══ Stored rows
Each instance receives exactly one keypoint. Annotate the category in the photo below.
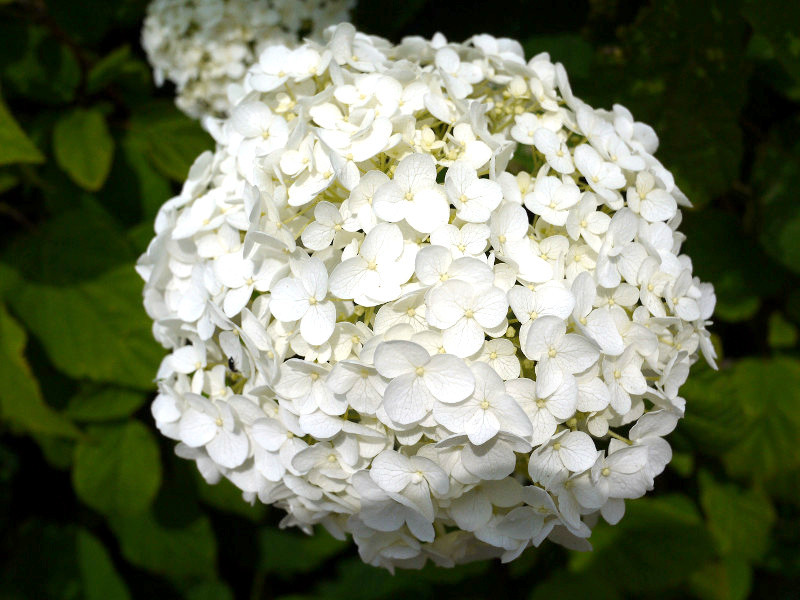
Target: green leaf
(769, 393)
(169, 139)
(227, 497)
(779, 24)
(287, 552)
(15, 147)
(209, 590)
(117, 469)
(178, 550)
(728, 579)
(573, 51)
(679, 67)
(100, 580)
(94, 329)
(104, 403)
(724, 255)
(83, 147)
(739, 520)
(21, 402)
(107, 69)
(655, 547)
(45, 70)
(774, 176)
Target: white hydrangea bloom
(205, 47)
(377, 324)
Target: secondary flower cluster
(205, 47)
(381, 323)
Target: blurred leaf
(21, 402)
(656, 546)
(8, 182)
(387, 17)
(83, 147)
(117, 469)
(288, 552)
(679, 67)
(179, 551)
(95, 329)
(227, 497)
(135, 189)
(56, 562)
(782, 333)
(209, 590)
(46, 71)
(107, 69)
(169, 139)
(100, 580)
(564, 584)
(728, 579)
(82, 299)
(774, 175)
(85, 21)
(739, 520)
(78, 244)
(15, 147)
(769, 393)
(724, 255)
(779, 23)
(104, 403)
(572, 50)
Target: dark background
(93, 503)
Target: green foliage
(117, 469)
(15, 147)
(83, 147)
(93, 504)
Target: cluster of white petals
(380, 323)
(204, 47)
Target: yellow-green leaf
(83, 147)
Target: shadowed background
(93, 502)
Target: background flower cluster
(92, 151)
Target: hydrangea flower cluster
(379, 323)
(205, 47)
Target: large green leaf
(60, 563)
(288, 552)
(779, 24)
(94, 329)
(723, 254)
(769, 393)
(21, 402)
(656, 546)
(15, 147)
(117, 468)
(739, 520)
(81, 298)
(179, 550)
(168, 138)
(100, 579)
(83, 147)
(42, 69)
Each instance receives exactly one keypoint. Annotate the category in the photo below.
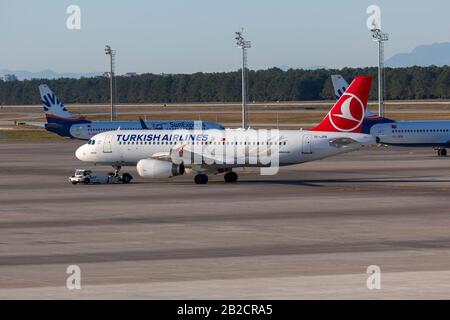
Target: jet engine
(151, 168)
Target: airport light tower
(112, 55)
(380, 37)
(244, 45)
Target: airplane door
(306, 145)
(107, 144)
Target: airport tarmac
(309, 232)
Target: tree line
(263, 85)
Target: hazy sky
(185, 36)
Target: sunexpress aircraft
(66, 124)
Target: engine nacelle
(151, 168)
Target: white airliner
(417, 133)
(66, 124)
(163, 154)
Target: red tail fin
(347, 115)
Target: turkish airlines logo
(349, 115)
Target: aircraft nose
(81, 153)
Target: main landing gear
(230, 176)
(201, 178)
(442, 152)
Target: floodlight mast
(244, 45)
(112, 54)
(380, 37)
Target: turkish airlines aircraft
(418, 133)
(66, 124)
(163, 154)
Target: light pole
(244, 45)
(380, 37)
(112, 54)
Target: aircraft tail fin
(347, 114)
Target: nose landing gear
(201, 178)
(442, 152)
(230, 176)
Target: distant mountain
(47, 74)
(426, 55)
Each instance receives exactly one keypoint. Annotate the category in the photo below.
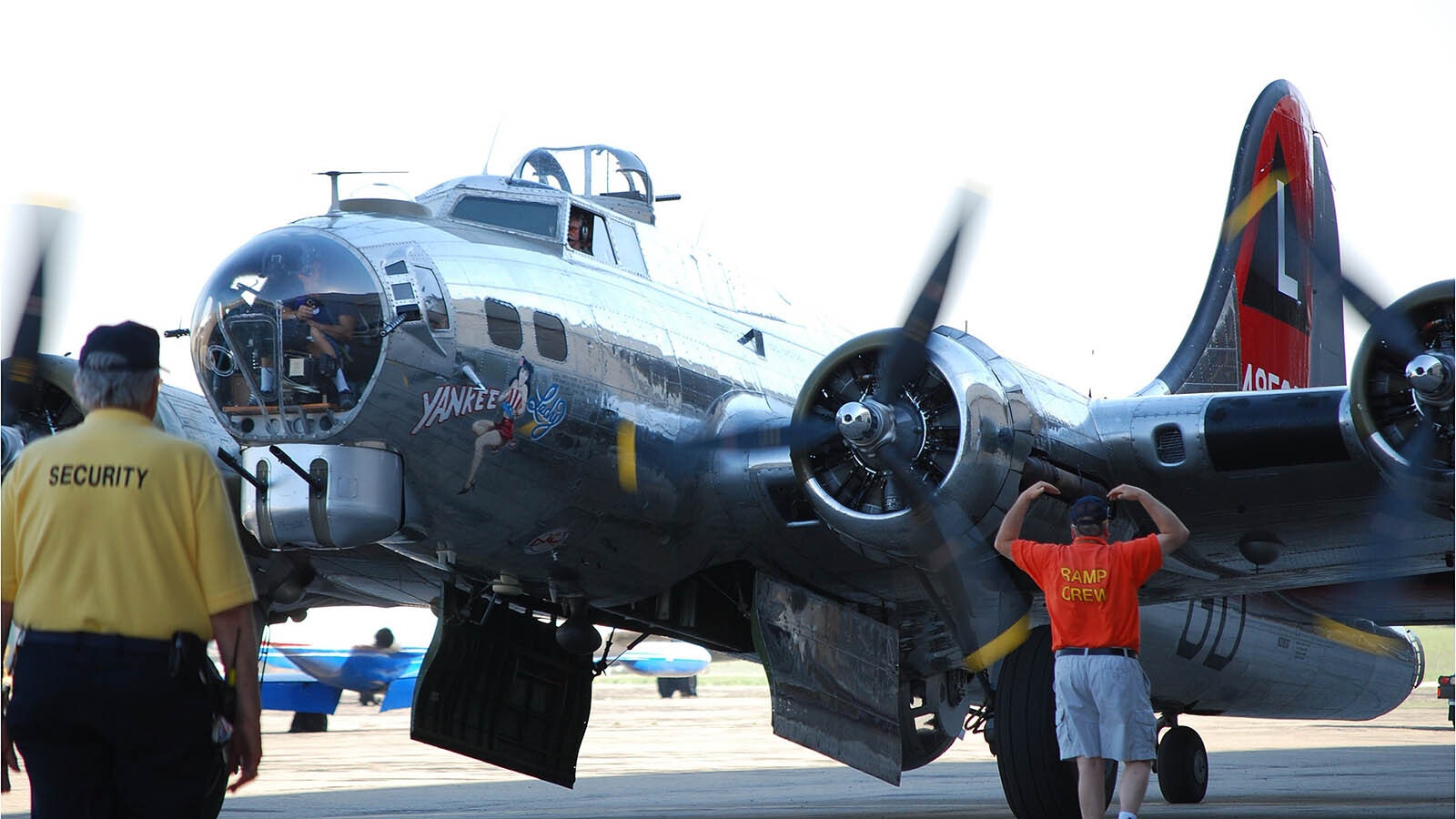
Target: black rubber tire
(309, 723)
(1038, 784)
(683, 685)
(1183, 765)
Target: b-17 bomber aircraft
(514, 398)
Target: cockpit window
(511, 215)
(504, 324)
(286, 336)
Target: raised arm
(1171, 532)
(1016, 515)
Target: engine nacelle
(961, 421)
(1401, 394)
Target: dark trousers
(108, 732)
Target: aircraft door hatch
(499, 688)
(322, 496)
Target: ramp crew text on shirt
(98, 475)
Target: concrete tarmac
(715, 756)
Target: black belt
(1097, 653)
(116, 643)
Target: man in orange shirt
(1104, 710)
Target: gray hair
(124, 389)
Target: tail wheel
(1183, 765)
(1037, 782)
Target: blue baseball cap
(136, 344)
(1088, 509)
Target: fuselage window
(625, 242)
(551, 337)
(504, 324)
(587, 234)
(511, 215)
(433, 299)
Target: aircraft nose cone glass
(286, 336)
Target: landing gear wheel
(684, 685)
(309, 723)
(1183, 765)
(1037, 782)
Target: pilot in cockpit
(579, 230)
(313, 321)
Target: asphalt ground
(717, 756)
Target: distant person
(383, 643)
(1104, 710)
(120, 562)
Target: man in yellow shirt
(120, 562)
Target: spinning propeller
(883, 423)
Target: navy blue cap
(1088, 509)
(137, 344)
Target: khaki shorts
(1104, 709)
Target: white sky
(815, 146)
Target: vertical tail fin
(1271, 314)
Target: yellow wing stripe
(626, 455)
(1005, 643)
(1252, 205)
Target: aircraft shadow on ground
(1409, 782)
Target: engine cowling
(963, 433)
(1401, 394)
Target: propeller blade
(1390, 329)
(21, 388)
(965, 576)
(907, 356)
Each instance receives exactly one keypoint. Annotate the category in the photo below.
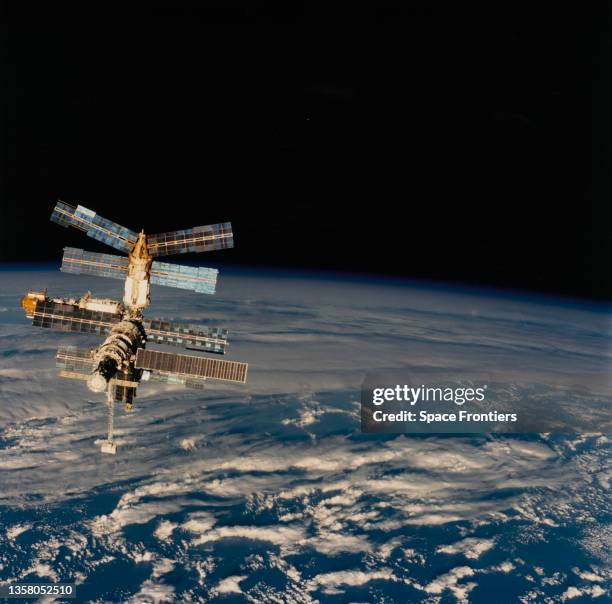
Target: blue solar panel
(80, 262)
(198, 239)
(95, 226)
(197, 279)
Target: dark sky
(470, 145)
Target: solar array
(69, 317)
(169, 378)
(75, 359)
(190, 367)
(197, 279)
(95, 226)
(207, 339)
(80, 262)
(198, 239)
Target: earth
(269, 492)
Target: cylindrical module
(115, 353)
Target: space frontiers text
(421, 394)
(412, 395)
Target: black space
(443, 142)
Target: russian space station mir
(119, 364)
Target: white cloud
(230, 585)
(450, 581)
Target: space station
(122, 361)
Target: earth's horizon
(269, 492)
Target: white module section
(102, 305)
(136, 293)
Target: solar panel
(95, 226)
(73, 359)
(189, 367)
(69, 317)
(197, 279)
(208, 339)
(198, 239)
(80, 262)
(170, 378)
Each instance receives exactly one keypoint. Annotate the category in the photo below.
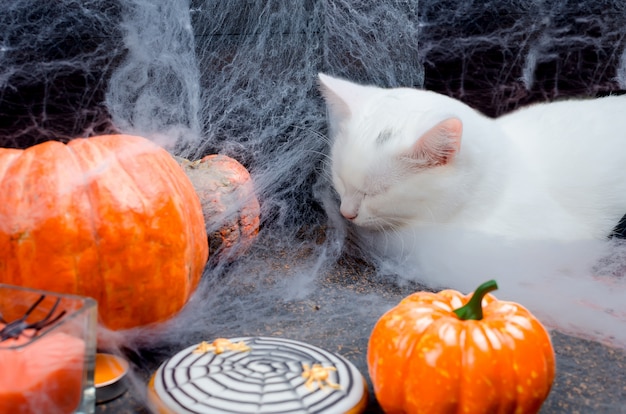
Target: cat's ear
(342, 97)
(437, 146)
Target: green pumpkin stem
(473, 309)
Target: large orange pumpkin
(111, 217)
(452, 353)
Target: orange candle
(109, 368)
(43, 376)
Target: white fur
(549, 171)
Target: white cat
(411, 158)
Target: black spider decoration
(15, 328)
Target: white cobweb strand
(577, 287)
(154, 91)
(239, 78)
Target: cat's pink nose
(350, 215)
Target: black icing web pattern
(266, 379)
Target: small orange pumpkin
(112, 217)
(451, 353)
(229, 203)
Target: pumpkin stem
(473, 310)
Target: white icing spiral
(273, 376)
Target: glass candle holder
(47, 351)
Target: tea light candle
(109, 374)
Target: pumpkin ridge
(175, 206)
(198, 235)
(186, 211)
(90, 210)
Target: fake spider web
(239, 78)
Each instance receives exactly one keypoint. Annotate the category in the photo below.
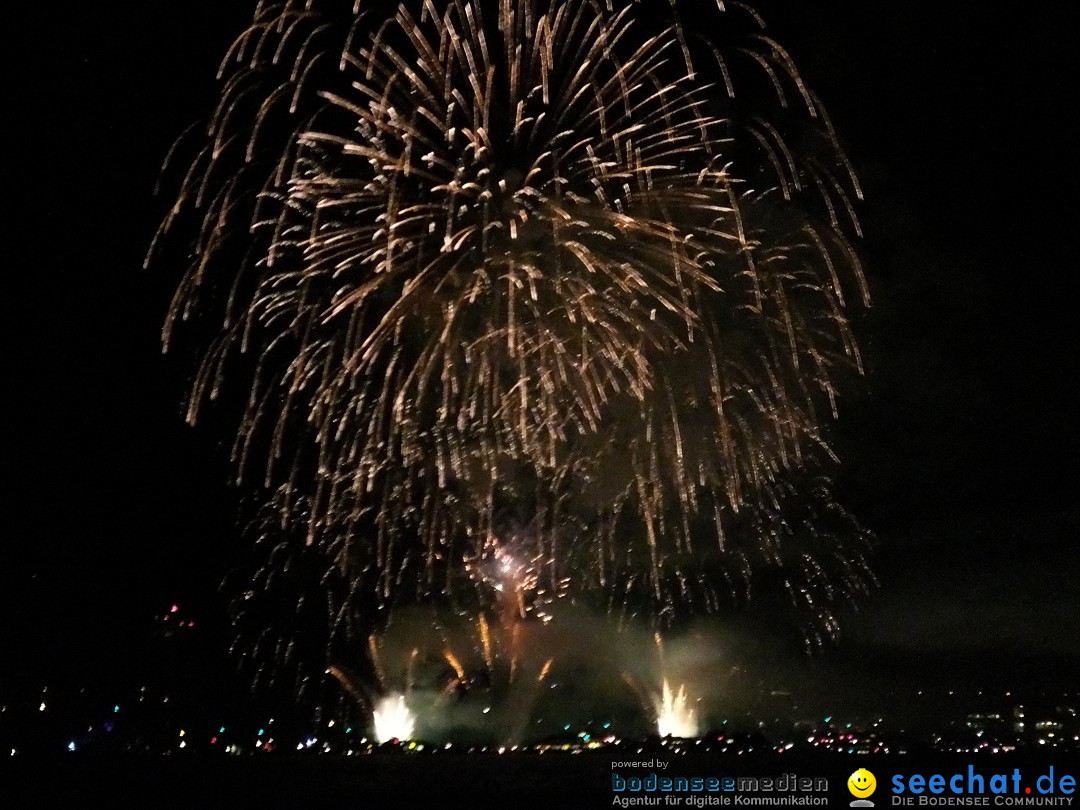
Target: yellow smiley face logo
(862, 783)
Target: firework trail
(526, 283)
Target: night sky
(959, 448)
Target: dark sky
(960, 451)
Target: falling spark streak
(539, 267)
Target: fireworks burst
(675, 716)
(393, 720)
(518, 264)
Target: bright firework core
(393, 720)
(675, 717)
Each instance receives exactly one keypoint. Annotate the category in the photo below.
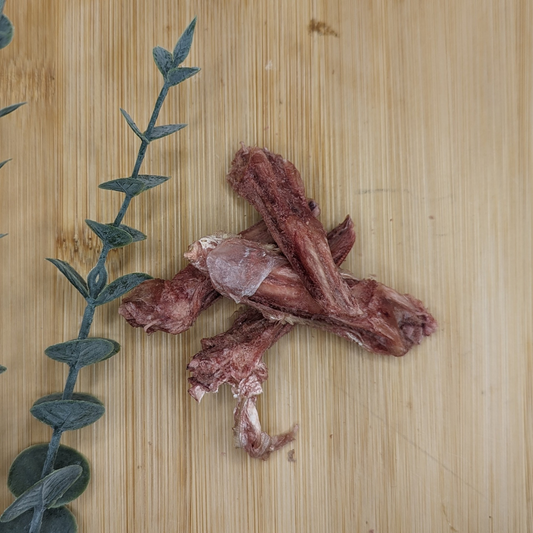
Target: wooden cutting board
(415, 117)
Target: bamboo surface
(413, 116)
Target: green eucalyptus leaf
(130, 186)
(9, 109)
(71, 275)
(133, 126)
(163, 59)
(26, 470)
(179, 74)
(111, 235)
(44, 493)
(136, 235)
(162, 131)
(6, 31)
(57, 520)
(83, 352)
(183, 46)
(67, 415)
(121, 286)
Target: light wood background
(414, 116)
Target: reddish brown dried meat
(274, 187)
(258, 276)
(375, 316)
(174, 305)
(235, 357)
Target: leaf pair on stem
(44, 478)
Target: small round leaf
(84, 352)
(67, 415)
(26, 470)
(110, 235)
(59, 520)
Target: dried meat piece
(235, 357)
(391, 323)
(173, 305)
(248, 434)
(274, 187)
(375, 316)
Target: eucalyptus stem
(69, 411)
(88, 315)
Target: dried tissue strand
(298, 283)
(235, 357)
(365, 311)
(174, 305)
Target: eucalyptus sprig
(44, 478)
(6, 36)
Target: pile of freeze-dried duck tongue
(285, 269)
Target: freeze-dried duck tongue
(173, 305)
(235, 357)
(274, 187)
(248, 434)
(260, 277)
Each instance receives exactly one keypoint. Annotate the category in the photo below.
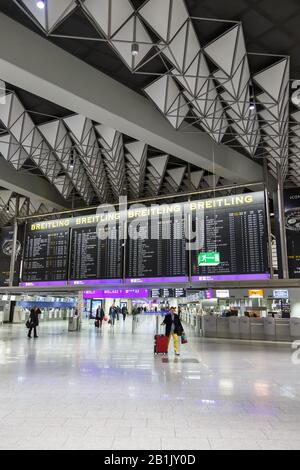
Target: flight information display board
(234, 227)
(159, 247)
(156, 249)
(93, 258)
(292, 226)
(46, 255)
(167, 293)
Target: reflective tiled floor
(106, 390)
════
> _Problem statement_:
Pictures are left out; print exactly the lines from the one holding "Target: light wood background" through the last line of the listing above, both included.

> _Written answer_:
Target: light wood background
(414, 116)
Target: reddish brown dried meat
(274, 187)
(258, 276)
(375, 316)
(174, 305)
(235, 357)
Target: leaf pair on stem
(44, 478)
Target: small round leaf
(84, 352)
(67, 415)
(26, 470)
(110, 235)
(59, 520)
Target: dried meat piece
(235, 357)
(391, 323)
(173, 305)
(248, 434)
(274, 187)
(375, 316)
Target: eucalyptus stem
(69, 411)
(88, 315)
Target: dried tissue strand
(298, 283)
(235, 357)
(365, 311)
(174, 305)
Target: eucalyptus sprig
(44, 478)
(6, 36)
Target: pile of freeze-dried duck tongue
(285, 269)
Target: freeze-dried duck tongue
(173, 305)
(235, 357)
(274, 187)
(248, 434)
(260, 277)
Each instance receives exactly one keypoint. Annotate the category in the photo below.
Target: flight information display board
(234, 227)
(159, 247)
(156, 249)
(93, 258)
(292, 226)
(46, 255)
(167, 293)
Target: reflective tiled floor
(106, 390)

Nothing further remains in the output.